(WHAT NEEDS TO BE DONE)
Edit each of the rows below by substituting "single marker" for "single pin" wherever it occurs. Keep all other text intact.

(GIVEN INFORMATION)

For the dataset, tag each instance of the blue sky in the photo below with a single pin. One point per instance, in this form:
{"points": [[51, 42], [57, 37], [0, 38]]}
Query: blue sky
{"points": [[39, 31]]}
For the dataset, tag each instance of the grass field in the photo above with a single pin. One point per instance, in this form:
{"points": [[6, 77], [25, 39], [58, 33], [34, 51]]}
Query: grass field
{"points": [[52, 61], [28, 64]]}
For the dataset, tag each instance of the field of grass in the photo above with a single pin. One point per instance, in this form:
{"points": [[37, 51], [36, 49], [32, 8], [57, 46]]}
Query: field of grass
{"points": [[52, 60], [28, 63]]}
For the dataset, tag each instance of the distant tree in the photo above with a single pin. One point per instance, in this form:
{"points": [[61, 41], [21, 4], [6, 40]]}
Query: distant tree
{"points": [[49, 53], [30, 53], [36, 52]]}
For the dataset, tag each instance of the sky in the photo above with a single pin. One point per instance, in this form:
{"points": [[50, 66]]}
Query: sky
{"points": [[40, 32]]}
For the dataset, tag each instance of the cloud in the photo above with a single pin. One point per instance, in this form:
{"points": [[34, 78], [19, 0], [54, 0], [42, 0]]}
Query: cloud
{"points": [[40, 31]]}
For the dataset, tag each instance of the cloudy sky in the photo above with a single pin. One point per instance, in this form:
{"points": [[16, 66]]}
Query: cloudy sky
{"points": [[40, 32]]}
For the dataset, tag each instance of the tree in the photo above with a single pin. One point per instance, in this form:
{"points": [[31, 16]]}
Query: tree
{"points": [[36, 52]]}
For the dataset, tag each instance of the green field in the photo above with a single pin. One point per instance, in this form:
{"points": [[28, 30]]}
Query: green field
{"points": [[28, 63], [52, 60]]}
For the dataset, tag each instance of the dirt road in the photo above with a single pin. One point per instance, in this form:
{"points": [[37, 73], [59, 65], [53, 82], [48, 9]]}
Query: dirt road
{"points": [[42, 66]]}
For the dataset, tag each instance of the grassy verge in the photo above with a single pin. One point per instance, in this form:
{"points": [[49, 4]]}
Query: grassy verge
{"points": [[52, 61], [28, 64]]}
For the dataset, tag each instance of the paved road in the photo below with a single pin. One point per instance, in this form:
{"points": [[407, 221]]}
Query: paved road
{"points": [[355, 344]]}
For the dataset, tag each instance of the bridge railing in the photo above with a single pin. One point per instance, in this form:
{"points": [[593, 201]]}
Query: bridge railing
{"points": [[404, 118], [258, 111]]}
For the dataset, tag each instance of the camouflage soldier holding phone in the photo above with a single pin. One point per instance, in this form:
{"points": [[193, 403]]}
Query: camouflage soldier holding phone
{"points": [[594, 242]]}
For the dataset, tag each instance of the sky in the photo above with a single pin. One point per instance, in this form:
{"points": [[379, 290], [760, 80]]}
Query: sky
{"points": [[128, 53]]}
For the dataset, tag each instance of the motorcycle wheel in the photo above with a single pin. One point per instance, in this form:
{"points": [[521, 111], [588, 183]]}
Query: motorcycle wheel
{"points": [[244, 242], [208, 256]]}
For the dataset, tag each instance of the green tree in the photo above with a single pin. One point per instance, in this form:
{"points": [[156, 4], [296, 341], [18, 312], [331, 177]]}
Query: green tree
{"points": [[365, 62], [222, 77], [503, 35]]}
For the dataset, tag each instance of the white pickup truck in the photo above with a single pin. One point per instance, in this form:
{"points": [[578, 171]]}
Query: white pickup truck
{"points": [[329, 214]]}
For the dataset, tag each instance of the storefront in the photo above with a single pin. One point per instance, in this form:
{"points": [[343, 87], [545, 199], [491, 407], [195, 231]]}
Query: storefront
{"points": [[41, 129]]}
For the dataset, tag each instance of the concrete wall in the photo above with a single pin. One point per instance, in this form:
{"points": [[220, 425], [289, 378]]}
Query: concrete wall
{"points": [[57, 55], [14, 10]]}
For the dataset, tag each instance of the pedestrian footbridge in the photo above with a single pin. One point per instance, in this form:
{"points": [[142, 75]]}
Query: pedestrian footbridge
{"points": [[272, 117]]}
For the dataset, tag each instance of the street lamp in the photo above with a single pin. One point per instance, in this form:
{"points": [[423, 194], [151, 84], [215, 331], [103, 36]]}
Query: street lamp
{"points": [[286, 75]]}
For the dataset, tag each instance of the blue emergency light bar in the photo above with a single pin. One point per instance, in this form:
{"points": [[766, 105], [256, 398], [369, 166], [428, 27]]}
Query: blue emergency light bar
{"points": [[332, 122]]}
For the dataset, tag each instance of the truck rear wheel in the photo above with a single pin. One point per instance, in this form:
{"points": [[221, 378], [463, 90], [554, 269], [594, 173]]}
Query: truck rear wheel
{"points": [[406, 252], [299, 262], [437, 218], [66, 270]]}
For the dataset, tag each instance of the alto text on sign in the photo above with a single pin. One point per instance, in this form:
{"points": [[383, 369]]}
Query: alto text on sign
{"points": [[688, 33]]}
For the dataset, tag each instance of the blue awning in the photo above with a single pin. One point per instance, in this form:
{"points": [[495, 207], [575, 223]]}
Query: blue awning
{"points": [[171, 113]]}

(ANSWER IN FULL)
For the dataset, tag each instance of the blue sky in the photo below with a single marker. One point per instance, in this form:
{"points": [[51, 42], [57, 37], [0, 38]]}
Query: blue sky
{"points": [[39, 31]]}
For the dataset, tag each instance of the grass field in the photo above with a single marker. One point per instance, in this form:
{"points": [[6, 77], [25, 39], [58, 33], [34, 51]]}
Query: grass field
{"points": [[52, 61], [28, 64]]}
For the dataset, tag each instance of the field of grass in the photo above with a single marker. One point per instance, in this form:
{"points": [[37, 51], [36, 49], [32, 8], [57, 46]]}
Query: field of grass
{"points": [[52, 60], [28, 63]]}
For the dataset, tag each instance of the distant tree in the photo above with a single marker. One point per instance, in this form:
{"points": [[61, 41], [21, 4], [6, 40]]}
Query: distant tree
{"points": [[49, 53], [30, 53], [36, 52]]}
For the dataset, tag each instance of the sky in the photo above with a single marker. One point per instance, in this form:
{"points": [[50, 66]]}
Query: sky
{"points": [[40, 32]]}
For the dataset, tag each instance of the cloud in the photo above with a single marker. One point per instance, in this form:
{"points": [[34, 78], [19, 0], [54, 0], [42, 0]]}
Query: cloud
{"points": [[40, 31]]}
For the dataset, tag each instance of the cloudy sky in the photo above with a single marker. One point per instance, in this form:
{"points": [[16, 66]]}
Query: cloudy sky
{"points": [[40, 32]]}
For the dataset, tag each instance of the tree in the photo above with a single marker. One point per instance, in this form:
{"points": [[31, 16]]}
Query: tree
{"points": [[36, 52]]}
For the dataset, tag each instance of the green field in the photo above with a single marker. One point per instance, in this form:
{"points": [[28, 30]]}
Query: green field
{"points": [[28, 63], [52, 60]]}
For the dataset, tag each instance of the dirt road in the photo above with a single marker. One point per instance, in this form:
{"points": [[37, 73], [59, 65], [53, 82], [48, 9]]}
Query: dirt road
{"points": [[42, 66]]}
For the dataset, tag each instance of the grassy verge in the photo above with a single marker. One point per instance, in this form:
{"points": [[49, 4]]}
Query: grassy verge
{"points": [[52, 61], [28, 64]]}
For the dataset, tag each instance of the paved road in the photo below with a single marker. One point per instance, in this form:
{"points": [[407, 221]]}
Query: paved road
{"points": [[355, 344]]}
For the dataset, tag each instance of the bridge railing in the photo above with a single marker. One point per instance, in this form:
{"points": [[593, 201]]}
Query: bridge railing
{"points": [[404, 118], [258, 111]]}
For the dataset, tag each instance of the camouflage soldier holding phone in the photo above with a single marker. One point per instance, in this form:
{"points": [[193, 403]]}
Query: camouflage soldier holding phone
{"points": [[594, 242]]}
For the dataset, tag each instance of the sky in the photo above with a single marker. One point per instance, in this form:
{"points": [[379, 290], [760, 80]]}
Query: sky
{"points": [[128, 53]]}
For the dataset, tag each instance of the motorcycle wheel in the photo above with a single marker. One point per instance, in this form:
{"points": [[521, 111], [588, 183]]}
Query: motorcycle wheel
{"points": [[244, 242], [208, 256]]}
For the dataset, tag each instance of the green tree in the photo above with a single marker. One point per instance, in this form:
{"points": [[156, 4], [296, 341], [18, 312], [331, 177]]}
Query: green tree
{"points": [[365, 62], [222, 77], [503, 35]]}
For the dataset, tag each instance of the white pickup truck in the photo above with a single marker. One point per instance, in this form:
{"points": [[578, 171]]}
Query: white pickup truck
{"points": [[329, 214]]}
For the dataset, tag each instance of the storefront in the photo above with a single marker. One point per instance, in this form:
{"points": [[343, 87], [545, 199], [491, 407], [195, 231]]}
Query: storefront
{"points": [[41, 129]]}
For the dataset, tag each instance of the concrete wall in the photo above with a single marker. One point per instance, in this form:
{"points": [[220, 425], [289, 378]]}
Query: concrete wall
{"points": [[57, 55], [14, 10]]}
For the dataset, tag each instance of the pedestrian footbridge in the photo above with a single marker. One point per instance, in this form:
{"points": [[142, 75]]}
Query: pedestrian footbridge
{"points": [[272, 117]]}
For the dataset, tag each instance of the street lamp in the photo above with a single marker. One point per instance, in this form:
{"points": [[423, 194], [151, 84], [215, 331], [103, 36]]}
Query: street lamp
{"points": [[286, 75]]}
For the dataset, tag each instance of the blue emergency light bar in the photo above with a single marker. One point per instance, in this form:
{"points": [[766, 105], [256, 398], [369, 166], [428, 27]]}
Query: blue emergency light bar
{"points": [[332, 122]]}
For the dataset, tag each instance of the truck rear wheel in the photo above with a single marker. One point per instance, in this form:
{"points": [[221, 378], [463, 90], [554, 269], [594, 173]]}
Query: truck rear wheel
{"points": [[406, 252], [299, 262], [437, 218], [66, 270]]}
For the dataset, tag each instance of the alto text on sign in the photo above with a single marker. One point per instance, in this form:
{"points": [[383, 369]]}
Query: alto text on sign
{"points": [[688, 33]]}
For the dataset, tag each instance of the blue awning in the photo above with a single marker. One point per instance, in this form:
{"points": [[495, 207], [575, 223]]}
Query: blue awning
{"points": [[171, 113]]}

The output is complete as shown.